[GIVEN PROBLEM]
Reproduce the lines from the line with "the tree trunk." up to and including the last line, requests included, multiplying every coordinate in the answers by 0.9 and rounding to whole numbers, with halves rounded up.

[Lines from a pointing dataset]
— start —

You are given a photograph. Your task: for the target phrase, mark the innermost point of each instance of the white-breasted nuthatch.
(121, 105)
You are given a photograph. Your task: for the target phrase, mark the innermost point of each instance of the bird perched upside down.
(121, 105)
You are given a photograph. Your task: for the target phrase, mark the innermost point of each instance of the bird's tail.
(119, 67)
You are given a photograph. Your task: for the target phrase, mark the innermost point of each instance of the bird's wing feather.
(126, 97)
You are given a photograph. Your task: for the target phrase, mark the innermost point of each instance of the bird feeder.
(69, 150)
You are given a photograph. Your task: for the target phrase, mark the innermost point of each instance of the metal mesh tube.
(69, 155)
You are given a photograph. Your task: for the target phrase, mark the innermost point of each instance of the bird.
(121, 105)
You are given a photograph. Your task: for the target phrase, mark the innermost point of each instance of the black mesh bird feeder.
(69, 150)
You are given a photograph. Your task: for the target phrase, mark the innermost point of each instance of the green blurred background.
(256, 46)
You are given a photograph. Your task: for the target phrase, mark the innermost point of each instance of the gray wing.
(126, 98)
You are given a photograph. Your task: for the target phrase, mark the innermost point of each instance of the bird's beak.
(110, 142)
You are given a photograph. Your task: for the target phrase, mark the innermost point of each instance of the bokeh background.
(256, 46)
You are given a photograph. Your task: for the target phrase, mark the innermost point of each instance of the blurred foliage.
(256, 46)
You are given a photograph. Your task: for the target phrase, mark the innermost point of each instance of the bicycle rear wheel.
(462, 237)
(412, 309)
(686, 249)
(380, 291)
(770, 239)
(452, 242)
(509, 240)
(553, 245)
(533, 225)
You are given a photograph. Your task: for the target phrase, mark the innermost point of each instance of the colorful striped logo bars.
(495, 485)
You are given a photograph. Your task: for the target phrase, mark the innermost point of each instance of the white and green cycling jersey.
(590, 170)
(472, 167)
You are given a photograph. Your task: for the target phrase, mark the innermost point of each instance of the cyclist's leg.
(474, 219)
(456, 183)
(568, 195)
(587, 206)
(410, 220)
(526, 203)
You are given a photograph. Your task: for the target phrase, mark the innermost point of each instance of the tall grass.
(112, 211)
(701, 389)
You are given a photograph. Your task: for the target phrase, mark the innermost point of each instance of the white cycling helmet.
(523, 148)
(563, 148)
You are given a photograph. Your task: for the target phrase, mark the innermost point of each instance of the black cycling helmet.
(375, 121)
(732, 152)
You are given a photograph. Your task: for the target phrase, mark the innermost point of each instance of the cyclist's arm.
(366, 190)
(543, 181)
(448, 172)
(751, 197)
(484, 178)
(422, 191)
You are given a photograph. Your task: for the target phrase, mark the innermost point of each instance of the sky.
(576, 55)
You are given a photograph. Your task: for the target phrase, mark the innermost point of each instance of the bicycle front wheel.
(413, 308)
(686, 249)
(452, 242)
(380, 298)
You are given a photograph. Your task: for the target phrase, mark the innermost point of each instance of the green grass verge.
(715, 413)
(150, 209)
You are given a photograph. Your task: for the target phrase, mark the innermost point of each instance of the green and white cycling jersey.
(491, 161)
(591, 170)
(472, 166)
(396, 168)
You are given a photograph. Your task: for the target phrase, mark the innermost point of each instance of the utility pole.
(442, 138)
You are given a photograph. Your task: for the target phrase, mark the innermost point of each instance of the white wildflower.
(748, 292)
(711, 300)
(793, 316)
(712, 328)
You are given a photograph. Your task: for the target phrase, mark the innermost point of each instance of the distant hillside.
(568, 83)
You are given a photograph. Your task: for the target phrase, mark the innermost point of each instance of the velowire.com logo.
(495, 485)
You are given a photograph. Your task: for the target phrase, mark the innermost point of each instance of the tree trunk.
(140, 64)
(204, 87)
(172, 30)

— end —

[PROBLEM SOLUTION]
You are given a photograph. Your task: for the target phrase, mark the innermost point of each instance of the tree trunk.
(126, 58)
(184, 78)
(155, 27)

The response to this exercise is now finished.